## Vorliegender Auszug
===============

Blick auf Wohngebiete in Marzahn-Hellersdorf: Auch hier werden die Mieten immer teurer.Sabine Gudath

Die Teuermieten treiben immer mehr Berliner in die Armut. Wer Bürgergeld bekommt, wird zusätzlich bei Miete und Heizung unterstützt. Doch vor allem bei Familien reicht das oft nicht, weil die Kosten über den festgelegten Grenzen liegen. Gerade in Berlin. Denn hier gibt es kaum noch Wohnungen, die den Vorgaben der Behörden entsprechen.

Hunderttausende Bürgergeld-Empfänger müssen deutschlandweit bei Miete und Heizkosten draufzahlen, weil ihre Wohnung nicht als angemessen gilt. Im vergangenen Jahr betraf das rund jeden neunten Haushalt mit Bürgergeld, wie aus der Antwort der Bundesregierung auf eine Anfrage der Gruppe Die Linke im Bundestag hervorgeht. Im Schnitt mussten sie jeden Monat 103 Euro aus der eigenen Tasche finanzieren.

Die höchsten Zuzahlungen gibt es für Bürgergeld-Haushalte in Berlin. Sie müssen jeden Monat im Schnitt fast 160 Euro aus der eigenen Tasche stemmen und bleiben so auf mehr als einem Fünftel ihrer Wohnkosten sitzen. Denn das Amt übernimmt die Miete für Bürgergeld-Empfänger nur unter bestimmten Bedingungen in voller Höhe. Pro Person gibt es vorgeschriebene Miet-Höchstgrenzen. Werden die überschritten, müssten die Betroffenen in billigere Wohnungen umziehen. Doch wohin, wenn es kaum noch Wohnungen gibt, die den Vorgaben entsprechen.  

Die aktuellen Zahlen: So teuer dürfen Wohnungen in Berlin sein

In Berlin gelten laut Daten vom Serviceportal Berlin und der Senatsverwaltung für Soziales seit dem 1. Oktober 2023 folgende Richtwerte: Für Ein-Personen-Haushalte (50 Quadratmeter) liegt der Richtwert für die monatliche Bruttokaltmiete bei 449 Euro. Für zwei Personen (65 Quadratmeter) sind es 543,40 Euro, für drei Personen (80 Quadratmeter) 668,80 Euro und für vier Personen (90 Quadratmeter) 772,40 Euro. Doch wo gibt es noch Neuvermietungen, die diesen Preis-Vorstellungen entsprechen?  

Sozialverbände kritisieren seit langem, dass die festgelegten Mietgrenzen vielerorts unrealistisch seien. Oft hätten Betroffene überhaupt keine Chance, eine günstigere Wohnung zu finden. Sie müssten dadurch immer höhere Beträge zuzahlen – und das Geld fehle dann für Lebensmittel, Kleidung und Bildung. „Wer im Bürgergeld überhaupt noch eine Wohnung in Innenstädten bekommt, zahlt drauf und spart sie sich vom Munde ab“, sagt die Linken-Abgeordnete Caren Lay.

===============

## Datenauszüge
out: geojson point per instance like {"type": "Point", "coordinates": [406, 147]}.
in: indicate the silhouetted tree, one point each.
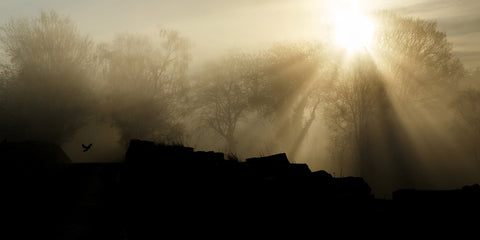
{"type": "Point", "coordinates": [353, 107]}
{"type": "Point", "coordinates": [295, 78]}
{"type": "Point", "coordinates": [144, 83]}
{"type": "Point", "coordinates": [224, 90]}
{"type": "Point", "coordinates": [415, 56]}
{"type": "Point", "coordinates": [46, 79]}
{"type": "Point", "coordinates": [408, 69]}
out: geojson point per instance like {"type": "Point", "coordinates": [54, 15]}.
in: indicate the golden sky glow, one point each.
{"type": "Point", "coordinates": [353, 30]}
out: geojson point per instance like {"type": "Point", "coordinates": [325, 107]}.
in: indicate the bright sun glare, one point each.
{"type": "Point", "coordinates": [353, 31]}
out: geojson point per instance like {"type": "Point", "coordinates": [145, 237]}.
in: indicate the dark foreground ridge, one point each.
{"type": "Point", "coordinates": [160, 188]}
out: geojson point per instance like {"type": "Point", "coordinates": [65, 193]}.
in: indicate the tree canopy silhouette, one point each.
{"type": "Point", "coordinates": [48, 92]}
{"type": "Point", "coordinates": [144, 84]}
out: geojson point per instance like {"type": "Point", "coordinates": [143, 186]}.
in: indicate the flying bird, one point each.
{"type": "Point", "coordinates": [86, 148]}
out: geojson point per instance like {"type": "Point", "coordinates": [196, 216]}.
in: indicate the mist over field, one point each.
{"type": "Point", "coordinates": [397, 106]}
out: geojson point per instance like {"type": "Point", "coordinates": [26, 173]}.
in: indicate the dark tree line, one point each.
{"type": "Point", "coordinates": [377, 105]}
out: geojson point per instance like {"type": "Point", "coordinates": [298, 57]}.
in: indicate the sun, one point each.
{"type": "Point", "coordinates": [353, 30]}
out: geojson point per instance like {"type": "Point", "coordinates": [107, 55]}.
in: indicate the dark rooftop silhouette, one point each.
{"type": "Point", "coordinates": [161, 187]}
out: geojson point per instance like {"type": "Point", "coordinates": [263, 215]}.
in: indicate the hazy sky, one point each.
{"type": "Point", "coordinates": [215, 26]}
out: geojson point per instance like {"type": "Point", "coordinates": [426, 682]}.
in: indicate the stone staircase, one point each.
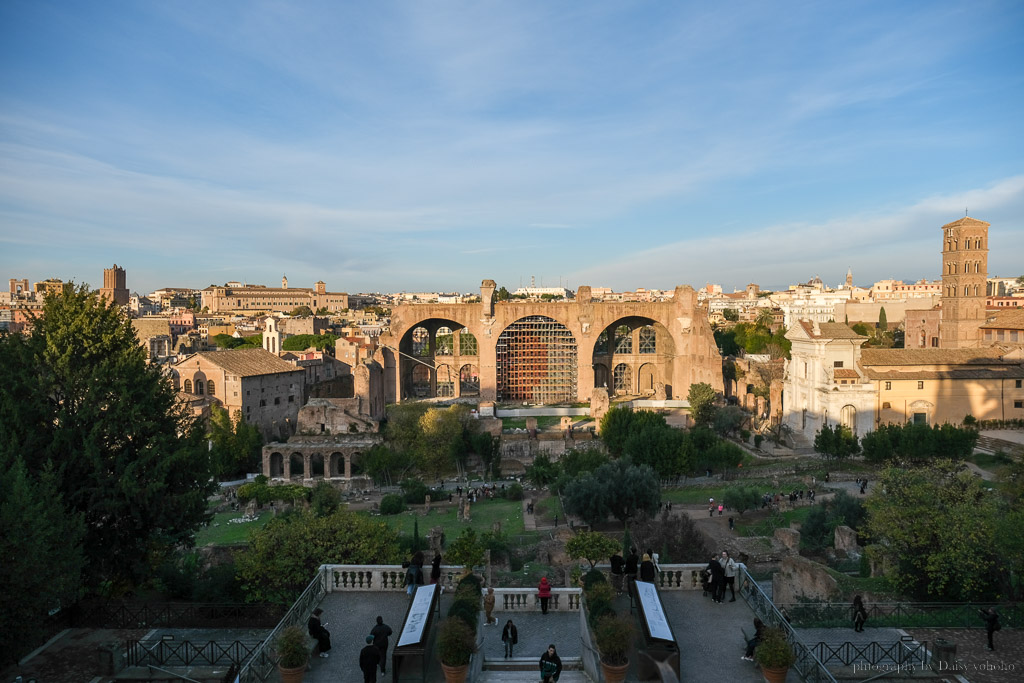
{"type": "Point", "coordinates": [521, 670]}
{"type": "Point", "coordinates": [992, 444]}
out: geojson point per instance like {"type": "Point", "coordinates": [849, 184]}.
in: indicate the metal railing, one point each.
{"type": "Point", "coordinates": [176, 614]}
{"type": "Point", "coordinates": [187, 653]}
{"type": "Point", "coordinates": [901, 614]}
{"type": "Point", "coordinates": [261, 666]}
{"type": "Point", "coordinates": [903, 654]}
{"type": "Point", "coordinates": [807, 664]}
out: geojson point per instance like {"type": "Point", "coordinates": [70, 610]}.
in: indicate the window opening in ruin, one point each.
{"type": "Point", "coordinates": [624, 339]}
{"type": "Point", "coordinates": [648, 340]}
{"type": "Point", "coordinates": [623, 378]}
{"type": "Point", "coordinates": [421, 342]}
{"type": "Point", "coordinates": [444, 344]}
{"type": "Point", "coordinates": [445, 382]}
{"type": "Point", "coordinates": [469, 380]}
{"type": "Point", "coordinates": [467, 343]}
{"type": "Point", "coordinates": [537, 361]}
{"type": "Point", "coordinates": [421, 381]}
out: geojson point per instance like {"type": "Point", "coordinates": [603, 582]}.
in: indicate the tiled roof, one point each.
{"type": "Point", "coordinates": [966, 220]}
{"type": "Point", "coordinates": [248, 361]}
{"type": "Point", "coordinates": [962, 373]}
{"type": "Point", "coordinates": [829, 331]}
{"type": "Point", "coordinates": [1011, 318]}
{"type": "Point", "coordinates": [931, 356]}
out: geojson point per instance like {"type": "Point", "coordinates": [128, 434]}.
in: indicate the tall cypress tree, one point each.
{"type": "Point", "coordinates": [126, 456]}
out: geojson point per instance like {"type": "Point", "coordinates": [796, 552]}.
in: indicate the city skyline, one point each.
{"type": "Point", "coordinates": [399, 146]}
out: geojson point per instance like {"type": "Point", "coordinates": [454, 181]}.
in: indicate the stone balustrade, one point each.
{"type": "Point", "coordinates": [672, 577]}
{"type": "Point", "coordinates": [525, 600]}
{"type": "Point", "coordinates": [342, 578]}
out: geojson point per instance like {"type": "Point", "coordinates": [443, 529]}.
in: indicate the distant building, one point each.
{"type": "Point", "coordinates": [965, 274]}
{"type": "Point", "coordinates": [265, 389]}
{"type": "Point", "coordinates": [272, 300]}
{"type": "Point", "coordinates": [115, 290]}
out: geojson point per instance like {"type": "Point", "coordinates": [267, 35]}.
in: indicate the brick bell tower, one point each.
{"type": "Point", "coordinates": [965, 270]}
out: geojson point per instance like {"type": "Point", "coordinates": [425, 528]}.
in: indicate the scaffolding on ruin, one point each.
{"type": "Point", "coordinates": [537, 361]}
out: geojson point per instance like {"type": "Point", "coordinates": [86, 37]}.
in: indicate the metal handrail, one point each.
{"type": "Point", "coordinates": [810, 668]}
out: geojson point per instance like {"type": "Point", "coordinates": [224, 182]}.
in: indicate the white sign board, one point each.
{"type": "Point", "coordinates": [412, 633]}
{"type": "Point", "coordinates": [657, 623]}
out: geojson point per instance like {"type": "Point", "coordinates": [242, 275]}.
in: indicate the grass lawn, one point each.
{"type": "Point", "coordinates": [219, 532]}
{"type": "Point", "coordinates": [543, 421]}
{"type": "Point", "coordinates": [760, 525]}
{"type": "Point", "coordinates": [692, 495]}
{"type": "Point", "coordinates": [547, 509]}
{"type": "Point", "coordinates": [482, 516]}
{"type": "Point", "coordinates": [991, 462]}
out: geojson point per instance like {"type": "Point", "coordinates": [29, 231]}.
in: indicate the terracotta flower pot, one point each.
{"type": "Point", "coordinates": [292, 675]}
{"type": "Point", "coordinates": [774, 675]}
{"type": "Point", "coordinates": [614, 673]}
{"type": "Point", "coordinates": [455, 674]}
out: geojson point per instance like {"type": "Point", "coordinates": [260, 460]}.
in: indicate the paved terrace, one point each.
{"type": "Point", "coordinates": [710, 635]}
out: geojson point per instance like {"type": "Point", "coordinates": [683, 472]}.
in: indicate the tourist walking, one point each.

===============

## Aufgaben und Übungen
1 - Welche Zeilen enthalten das Wort „ruin“? Sammle sie alle und gib jede wörtlich wieder.
2 - Wie könnte der Auszug über Bürgergeld und Berliner Mieten weitergehen? Führe ihn nach seinem letzten Satz fort.
Die Zeilen stehen in keinem Zusammenhang mit dem Auszug über Bürgergeld und Berliner Mieten.

## Übungslösungen
1 -
in: indicate the window opening in ruin, one point each.
in: indicate the scaffolding on ruin, one point each.

2 -
Im vergangenen Jahr bekamen laut Arbeitsministerium deutschlandweit fast 320.000 Bürgergeld-Haushalte nicht die kompletten Wohnkosten erstattet. Bei der Miete mussten sie im Schnitt rund 111 Euro monatlich selbst tragen – mehr als ein Fünftel der Kosten. Wer bei den Heizkosten zuzahlen musste, zahlte im Monat rund 55 Euro aus der eigenen Tasche. Besonders viel mussten Haushalte mit Kindern drauflegen – im Schnitt rund 124 Euro jeden Monat.

In Brandenburg gibt es vergleichsweise viele günstigere Wohnungen

Regional gibt es dabei große Unterschiede. Am größten war der Anteil der Bürgergeld-Haushalte mit Zuzahlung zuletzt in Rheinland-Pfalz (17 Prozent), gefolgt von Baden-Württemberg (15 Prozent), dem Saarland (14,5 Prozent) und Niedersachsen (14 Prozent). Am seltensten draufzahlen mussten Bürgergeld-Empfänger in Brandenburg, Mecklenburg-Vorpommern und Bremen, wo es noch vergleichsweise viele günstige Wohnungen gibt.

„Wer im Bürgergeld überhaupt noch eine Wohnung in Innenstädten bekommt, zahlt drauf und spart sie sich vom Munde ab“, sagt die Linken-Abgeordnete Caren Lay.
„Wer im Bürgergeld überhaupt noch eine Wohnung in Innenstädten bekommt, zahlt drauf und spart sie sich vom Munde ab“, sagt die Linken-Abgeordnete Caren Lay.dts/imago

Trotz der Einführung einer Karenzzeit sei die Wohnkostenlücke im letzten Jahr noch einmal größer geworden, beklagt die Linken-Abgeordnete Heidi Reichinnek. Seit dem Start des Bürgergelds wird die Kaltmiete neuer Empfänger ein Jahr lang nicht auf Angemessenheit überprüft, sondern immer voll übernommen.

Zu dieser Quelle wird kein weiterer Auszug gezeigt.